Extract —
● ● ● ● ● ● ●

On September 28, 2016, the Center for Medicare and Medicaid Services (CMS) within Health and Human Services, controlling more than $1 trillion in Medicare and Medicaid funding, has moved to prevent nursing homes from forcing arbitration clauses into nursing home contracts.
The agency’s decision, which is the most significant overhaul of its rules governing federal funding of long-term care facilities in more than two decades, bars any nursing home that receives federal funding from inserting arbitration clauses into the contracts its residents must sign.
Now nursing home residents in situations of abuse and neglect will get their day in court, and disputes about safety and quality of care will no longer be confidential and out of public view. The ruling, first proposed in July 2015 following pressure from patient groups, came after officials in sixteen states and the District of Columbia urged the government to cut off funding from nursing homes that use the clauses. While efforts through legislation to eliminate arbitration have been unsuccessful, the decision of Health and Human Services did not require congressional approval.

● ● ● ● ● ● ●

Source material —
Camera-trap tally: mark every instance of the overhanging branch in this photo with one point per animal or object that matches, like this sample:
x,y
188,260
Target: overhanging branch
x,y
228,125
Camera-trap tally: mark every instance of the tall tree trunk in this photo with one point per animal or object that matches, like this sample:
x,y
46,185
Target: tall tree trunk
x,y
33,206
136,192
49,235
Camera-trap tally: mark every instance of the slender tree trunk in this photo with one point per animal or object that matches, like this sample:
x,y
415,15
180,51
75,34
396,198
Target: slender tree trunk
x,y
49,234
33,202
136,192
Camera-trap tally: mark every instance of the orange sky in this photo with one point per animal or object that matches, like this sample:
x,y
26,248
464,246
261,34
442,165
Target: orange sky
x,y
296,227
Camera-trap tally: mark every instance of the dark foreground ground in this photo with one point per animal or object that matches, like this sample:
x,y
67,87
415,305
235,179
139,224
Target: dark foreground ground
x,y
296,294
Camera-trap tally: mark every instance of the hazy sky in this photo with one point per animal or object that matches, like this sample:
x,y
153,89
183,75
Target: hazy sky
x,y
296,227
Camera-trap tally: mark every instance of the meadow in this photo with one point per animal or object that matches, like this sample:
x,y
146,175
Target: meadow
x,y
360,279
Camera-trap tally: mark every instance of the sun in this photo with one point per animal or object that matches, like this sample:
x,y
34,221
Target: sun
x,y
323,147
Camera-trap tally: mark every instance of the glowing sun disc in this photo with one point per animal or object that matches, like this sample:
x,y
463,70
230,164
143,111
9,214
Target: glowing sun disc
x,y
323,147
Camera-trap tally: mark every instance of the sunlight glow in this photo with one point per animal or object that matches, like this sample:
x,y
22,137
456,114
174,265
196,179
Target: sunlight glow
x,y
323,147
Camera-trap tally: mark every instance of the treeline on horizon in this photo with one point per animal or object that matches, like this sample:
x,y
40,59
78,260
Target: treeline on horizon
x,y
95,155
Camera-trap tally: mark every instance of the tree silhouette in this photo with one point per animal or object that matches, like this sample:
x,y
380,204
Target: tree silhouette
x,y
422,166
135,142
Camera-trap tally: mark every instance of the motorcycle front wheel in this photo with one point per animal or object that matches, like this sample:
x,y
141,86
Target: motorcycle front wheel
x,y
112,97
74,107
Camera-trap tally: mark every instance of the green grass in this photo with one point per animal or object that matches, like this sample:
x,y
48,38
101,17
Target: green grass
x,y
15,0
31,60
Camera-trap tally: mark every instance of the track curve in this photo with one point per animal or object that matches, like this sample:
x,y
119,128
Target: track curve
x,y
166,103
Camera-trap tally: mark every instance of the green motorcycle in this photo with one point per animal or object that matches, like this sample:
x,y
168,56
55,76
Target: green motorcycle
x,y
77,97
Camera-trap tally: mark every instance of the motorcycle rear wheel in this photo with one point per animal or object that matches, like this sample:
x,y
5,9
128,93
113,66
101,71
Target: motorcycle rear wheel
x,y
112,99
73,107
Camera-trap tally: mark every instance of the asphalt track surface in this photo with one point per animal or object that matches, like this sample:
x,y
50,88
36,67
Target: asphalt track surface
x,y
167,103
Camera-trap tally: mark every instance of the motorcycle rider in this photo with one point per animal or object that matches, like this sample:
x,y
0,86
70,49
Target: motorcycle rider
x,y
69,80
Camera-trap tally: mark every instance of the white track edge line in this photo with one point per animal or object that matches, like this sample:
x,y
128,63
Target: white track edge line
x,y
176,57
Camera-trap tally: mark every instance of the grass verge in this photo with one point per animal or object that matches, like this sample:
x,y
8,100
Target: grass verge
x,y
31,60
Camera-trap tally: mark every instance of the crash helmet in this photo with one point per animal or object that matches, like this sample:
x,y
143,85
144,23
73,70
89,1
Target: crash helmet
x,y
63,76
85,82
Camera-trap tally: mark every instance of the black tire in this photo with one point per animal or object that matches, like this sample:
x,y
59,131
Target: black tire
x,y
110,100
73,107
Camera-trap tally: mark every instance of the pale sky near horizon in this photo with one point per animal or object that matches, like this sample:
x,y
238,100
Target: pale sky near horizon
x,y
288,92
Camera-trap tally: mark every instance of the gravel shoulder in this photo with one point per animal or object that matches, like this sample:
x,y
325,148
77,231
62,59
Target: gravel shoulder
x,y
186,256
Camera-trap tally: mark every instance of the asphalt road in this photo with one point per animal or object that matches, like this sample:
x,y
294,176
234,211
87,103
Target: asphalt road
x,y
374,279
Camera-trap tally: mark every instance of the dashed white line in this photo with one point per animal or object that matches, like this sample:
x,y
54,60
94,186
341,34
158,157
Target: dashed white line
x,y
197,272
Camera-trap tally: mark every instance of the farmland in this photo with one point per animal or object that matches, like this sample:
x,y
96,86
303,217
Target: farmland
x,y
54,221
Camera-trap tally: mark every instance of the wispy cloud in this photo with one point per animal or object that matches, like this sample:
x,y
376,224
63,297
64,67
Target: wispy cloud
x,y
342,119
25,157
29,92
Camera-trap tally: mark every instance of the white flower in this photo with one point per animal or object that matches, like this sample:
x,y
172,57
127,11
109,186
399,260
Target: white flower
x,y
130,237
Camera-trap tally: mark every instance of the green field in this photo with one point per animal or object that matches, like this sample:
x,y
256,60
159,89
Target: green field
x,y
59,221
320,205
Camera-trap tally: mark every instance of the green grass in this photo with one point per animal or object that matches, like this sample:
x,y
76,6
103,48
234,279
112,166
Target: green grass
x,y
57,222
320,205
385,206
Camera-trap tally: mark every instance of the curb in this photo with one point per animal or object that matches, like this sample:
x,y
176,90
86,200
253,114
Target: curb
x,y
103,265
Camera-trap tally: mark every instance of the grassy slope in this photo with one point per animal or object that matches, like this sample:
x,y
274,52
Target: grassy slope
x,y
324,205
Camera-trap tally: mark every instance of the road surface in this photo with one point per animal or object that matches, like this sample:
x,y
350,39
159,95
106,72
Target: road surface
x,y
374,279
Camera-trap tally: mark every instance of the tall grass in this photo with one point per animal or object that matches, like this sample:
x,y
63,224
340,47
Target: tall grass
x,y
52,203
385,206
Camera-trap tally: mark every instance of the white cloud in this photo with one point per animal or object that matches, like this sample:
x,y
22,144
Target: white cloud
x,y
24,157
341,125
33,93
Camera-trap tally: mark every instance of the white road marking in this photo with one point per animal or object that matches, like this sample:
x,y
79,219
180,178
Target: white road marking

● ● ● ● ● ● ●

Required action A —
List every change that the text on nursing home arbitration says the agency's decision brings about.
Required action B —
Pick up the text on nursing home arbitration after its last sentence and keep writing it.
The entries come from a different source than the text on nursing home arbitration.

Expected answer A —
- Nursing homes that receive federal funding may no longer insert arbitration clauses into the contracts their residents must sign.
- Nursing home residents in situations of abuse and neglect will get their day in court.
- Disputes about safety and quality of care will no longer be confidential and out of public view.

Expected answer B —
Has your loved one become a victim of a forced arbitration clause in their nursing home resident contract? To learn more about the options that may be available to you, contact a Portland nursing home abuse lawyer at Rizk Law today. Your initial consultation is free.
Arbitration Gets Supreme Court Blessing
Two Supreme Court rulings in 2011 and 2013 effectively banned consumers from getting legal recourse through class action lawsuits by permitted businesses to insert clauses into the contracts their customers must sign that require all disputes to be settled in arbitration rather than taken to court.
The Federal Arbitration Act of 1925 formalized the use of arbitration for disagreements between businesses. Since the mid-1980s, the court has expanded the scope of the law to cover disputes between companies and their employees and customers. Arbitration is now the most commonly used method of alternative dispute resolution.
Buried as fine print in tens of millions of contracts, arbitration clauses deprive Americans of one of their most fundamental constitutional rights to bring disputes to court. With arbitration, a dispute is put before an arbitrator, who may be a judge or lawyer. With no jury present, the arbitrator makes a decision after both sides have had a chance to present their versions of the conflict. Arbitrators are not required to follow the law or the reasoning of earlier case decisions, and are free to base their decisions on their own ideas of what is fair and just.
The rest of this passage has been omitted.